= EXERCISE TASK =
Write every line of the material out exactly as shown.

-- start GIVEN INFORMATION --

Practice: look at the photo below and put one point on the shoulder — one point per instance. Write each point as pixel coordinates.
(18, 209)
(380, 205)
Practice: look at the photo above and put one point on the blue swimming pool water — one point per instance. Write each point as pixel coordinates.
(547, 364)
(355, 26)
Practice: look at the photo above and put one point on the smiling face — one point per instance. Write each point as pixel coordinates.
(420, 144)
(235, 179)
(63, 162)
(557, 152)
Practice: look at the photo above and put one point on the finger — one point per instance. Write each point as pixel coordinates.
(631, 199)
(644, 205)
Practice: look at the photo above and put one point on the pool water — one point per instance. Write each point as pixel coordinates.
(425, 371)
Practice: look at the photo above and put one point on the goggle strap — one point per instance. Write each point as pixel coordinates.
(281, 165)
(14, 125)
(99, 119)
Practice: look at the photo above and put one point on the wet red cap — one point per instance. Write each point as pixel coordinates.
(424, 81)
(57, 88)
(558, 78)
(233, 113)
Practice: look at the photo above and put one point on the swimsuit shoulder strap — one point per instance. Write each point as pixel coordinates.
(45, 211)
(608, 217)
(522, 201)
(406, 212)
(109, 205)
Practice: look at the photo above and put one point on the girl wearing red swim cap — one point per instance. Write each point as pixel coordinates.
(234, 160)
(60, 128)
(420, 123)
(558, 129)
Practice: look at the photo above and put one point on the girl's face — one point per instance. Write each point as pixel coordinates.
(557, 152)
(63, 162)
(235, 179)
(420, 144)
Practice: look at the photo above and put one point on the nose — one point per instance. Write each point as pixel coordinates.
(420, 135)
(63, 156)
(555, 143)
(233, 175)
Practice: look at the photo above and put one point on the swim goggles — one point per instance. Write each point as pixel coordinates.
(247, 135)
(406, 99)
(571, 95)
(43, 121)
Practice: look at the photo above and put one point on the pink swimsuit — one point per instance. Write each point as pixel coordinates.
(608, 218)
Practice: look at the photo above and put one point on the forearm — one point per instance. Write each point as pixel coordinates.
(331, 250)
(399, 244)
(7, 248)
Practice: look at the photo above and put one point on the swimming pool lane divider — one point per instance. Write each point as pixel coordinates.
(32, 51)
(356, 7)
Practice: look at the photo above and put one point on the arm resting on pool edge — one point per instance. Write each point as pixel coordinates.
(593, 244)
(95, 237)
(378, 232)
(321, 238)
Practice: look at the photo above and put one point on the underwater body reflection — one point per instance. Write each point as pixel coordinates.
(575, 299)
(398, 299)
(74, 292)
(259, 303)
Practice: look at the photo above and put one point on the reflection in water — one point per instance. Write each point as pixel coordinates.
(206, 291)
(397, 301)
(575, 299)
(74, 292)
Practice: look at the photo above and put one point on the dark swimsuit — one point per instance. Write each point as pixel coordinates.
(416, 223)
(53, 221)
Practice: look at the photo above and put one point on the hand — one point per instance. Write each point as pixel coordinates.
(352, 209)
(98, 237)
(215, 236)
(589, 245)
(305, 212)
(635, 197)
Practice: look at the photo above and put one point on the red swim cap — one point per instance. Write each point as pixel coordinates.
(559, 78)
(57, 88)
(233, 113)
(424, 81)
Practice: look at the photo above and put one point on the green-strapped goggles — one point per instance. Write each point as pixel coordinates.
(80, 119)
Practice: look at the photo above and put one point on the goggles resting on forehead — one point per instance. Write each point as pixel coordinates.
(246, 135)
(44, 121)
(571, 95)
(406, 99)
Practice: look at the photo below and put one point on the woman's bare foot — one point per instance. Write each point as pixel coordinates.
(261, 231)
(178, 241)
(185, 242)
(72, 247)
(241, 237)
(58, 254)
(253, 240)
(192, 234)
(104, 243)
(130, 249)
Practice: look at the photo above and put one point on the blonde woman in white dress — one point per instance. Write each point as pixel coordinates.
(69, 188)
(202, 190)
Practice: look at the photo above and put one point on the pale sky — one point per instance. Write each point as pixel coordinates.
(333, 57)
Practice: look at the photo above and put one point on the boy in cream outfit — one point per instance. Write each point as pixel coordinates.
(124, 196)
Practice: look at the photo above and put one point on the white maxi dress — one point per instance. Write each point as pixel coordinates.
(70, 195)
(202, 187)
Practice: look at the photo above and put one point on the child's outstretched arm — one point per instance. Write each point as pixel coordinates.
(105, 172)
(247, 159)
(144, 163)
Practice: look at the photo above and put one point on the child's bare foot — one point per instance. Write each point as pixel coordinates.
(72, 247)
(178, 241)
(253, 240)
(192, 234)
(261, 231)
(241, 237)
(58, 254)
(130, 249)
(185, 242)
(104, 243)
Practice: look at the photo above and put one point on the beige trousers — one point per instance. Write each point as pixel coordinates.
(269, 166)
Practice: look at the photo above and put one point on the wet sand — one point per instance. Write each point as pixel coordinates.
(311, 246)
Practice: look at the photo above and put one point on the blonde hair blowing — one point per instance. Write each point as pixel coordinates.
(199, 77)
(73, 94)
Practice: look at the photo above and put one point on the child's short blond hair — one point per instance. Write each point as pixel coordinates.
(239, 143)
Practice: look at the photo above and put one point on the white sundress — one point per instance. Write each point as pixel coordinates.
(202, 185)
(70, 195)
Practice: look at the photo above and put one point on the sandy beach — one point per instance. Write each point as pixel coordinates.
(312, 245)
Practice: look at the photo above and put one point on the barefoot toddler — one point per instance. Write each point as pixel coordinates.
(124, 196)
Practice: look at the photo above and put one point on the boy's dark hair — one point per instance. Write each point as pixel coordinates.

-- end GIVEN INFORMATION --

= EXERCISE RESPONSE =
Practice: look at the photo below and put one point on the shoulder — one point per instance. Write each point as pixel coordinates.
(18, 209)
(380, 205)
Practice: look at the photo above and put one point on the blue swimming pool water — one point per instance. Write each point as pixel coordinates.
(547, 364)
(355, 26)
Practice: look at the photo above and put one point on the smiling face — one point per instance. Write each point as pixel coordinates.
(420, 144)
(235, 179)
(63, 162)
(557, 152)
Practice: look at the photo above and put one point on the finger — one point per instance. Write each point as pixel coordinates.
(631, 199)
(644, 205)
Practice: look at the photo above and put one point on the pool water — one point per instance. Write each point as pixel coordinates.
(425, 371)
Practice: look at the photo above and put one point on the goggle strap — one point per instance. Write each point as pixel coordinates.
(281, 165)
(14, 125)
(99, 119)
Practice: look at the photo above and put one point on the wet red cap — one point per instance. Write each point as pixel coordinates.
(424, 81)
(57, 88)
(558, 78)
(233, 113)
Practice: look at the photo above and put one point on the swimsuit shoulder strap — one point per instance. Write each point as pixel coordinates.
(45, 211)
(608, 217)
(522, 201)
(406, 212)
(109, 205)
Practice: look at the photo above and put one point on the girl wearing red swim cap — one point per instance. Write each point as pixel coordinates.
(234, 160)
(60, 128)
(420, 123)
(558, 129)
Practice: look at the photo above and put one point on the girl's face — one point per instance. Write each point as pixel coordinates.
(557, 152)
(63, 162)
(235, 179)
(420, 144)
Practice: look at the photo above and put one point on the nose — one point per instance. Write each point as pixel coordinates.
(420, 135)
(63, 156)
(555, 143)
(233, 175)
Practice: look at the photo above and put one point on the swim goggles — one point per instance. Write each point as pixel coordinates.
(247, 135)
(406, 99)
(571, 95)
(43, 121)
Practice: look at the photo above and put one point on the pink swimsuit — one point per instance. Write each point as pixel coordinates.
(608, 218)
Practice: look at the photo above and put one point on the forearm — one point per instance. Write each point as pixel coordinates.
(331, 250)
(399, 244)
(7, 248)
Practice: look at the photo above and put one point on the swimming pool lane divider — one point per instance. Write each point as pixel coordinates.
(32, 51)
(356, 7)
Practice: look at the photo above and put one point on the arm resting on pool edge — one point per instance. Write each point as pixel coordinates.
(593, 244)
(95, 237)
(378, 232)
(321, 238)
Practice: look at the photo above and put one point on the underwater body reflection — one point per instance. Write each point as pixel coordinates.
(575, 299)
(398, 299)
(74, 292)
(259, 303)
Practice: look at the photo above and put one point on the reflection in water — one point per instance. Write each point as pixel coordinates.
(206, 291)
(397, 301)
(575, 299)
(74, 292)
Practice: look at the photo above and put one point on the dark swimsuit — one point per instance. Write each point as pixel coordinates.
(416, 223)
(53, 221)
Practice: look at the photo above and put one point on the hand — one point per instance. Write each point as pixel coordinates.
(352, 209)
(98, 237)
(215, 236)
(589, 245)
(305, 212)
(635, 197)
Practice: look at the photo above and put one point on the red swim cap — one point per instance. Write each point as pixel coordinates.
(559, 78)
(57, 88)
(233, 113)
(424, 81)
Practice: look at the photo above and put one point on the green-strapped goggles — one point per instance. Write each point as pixel coordinates.
(80, 119)
Practice: look at the photo above and put one point on the goggles resting on forehead — one point per instance. Write each point as pixel coordinates.
(246, 135)
(44, 121)
(571, 95)
(406, 99)
Practice: look at the photo below and put one point on the woman's bare foot — one point per instance. Write each point as pixel coordinates.
(261, 231)
(178, 241)
(185, 242)
(72, 247)
(241, 237)
(58, 254)
(253, 240)
(192, 234)
(104, 243)
(130, 249)
Practice: look at the photo above and put one point on the blonde woman in white dress — one point per instance. Write each point as pixel coordinates.
(69, 188)
(202, 190)
Practice: look at the photo above and put one point on the pale sky — one point per instance. Write each point as pixel coordinates.
(333, 57)
Practice: look at the photo above and put one point on the boy in cream outfit — one point per instance. Write each point as pixel coordinates.
(124, 196)
Practice: look at the photo above and put one point on the white maxi dress — one point per instance. Write each point as pixel coordinates.
(70, 195)
(202, 187)
Practice: look at the photo above and put one point on the child's outstretched arm — one point per instance. Write each point as pixel coordinates.
(105, 172)
(247, 159)
(144, 163)
Practice: look at the photo above and put one point on the child's bare foot — one point per instance. Write each point as pixel coordinates.
(72, 247)
(178, 241)
(253, 240)
(192, 234)
(261, 231)
(241, 237)
(58, 254)
(130, 249)
(185, 242)
(104, 243)
Practice: look at the photo above and put one point on the beige trousers — one point per instance. Write each point as pixel coordinates.
(269, 166)
Practice: look at the photo above and put one point on the wet sand — one point per instance. Write each point as pixel coordinates.
(311, 246)
Practice: look at the photo above and put one point on the blonde hair blowing — one point per instance. Write each point as pixel coordinates.
(199, 77)
(73, 94)
Practice: look at the photo above and put one point on the child's short blond hair — one point per instance. Write each point as pixel coordinates.
(239, 143)
Practice: look at the photo above and put one point on the white sundress — one point per instance. Write each point as pixel coordinates.
(202, 185)
(70, 195)
Practice: look at the photo above and put one point on the sandy beach — one point per instance. Write each point as pixel coordinates.
(312, 245)
Practice: look at the photo above and put one point on the barefoot toddler — one point per instance. Write each point as pixel coordinates.
(124, 196)
Practice: look at the photo above and put one point on the boy's dark hair — one point per instance. Write each point as pixel coordinates.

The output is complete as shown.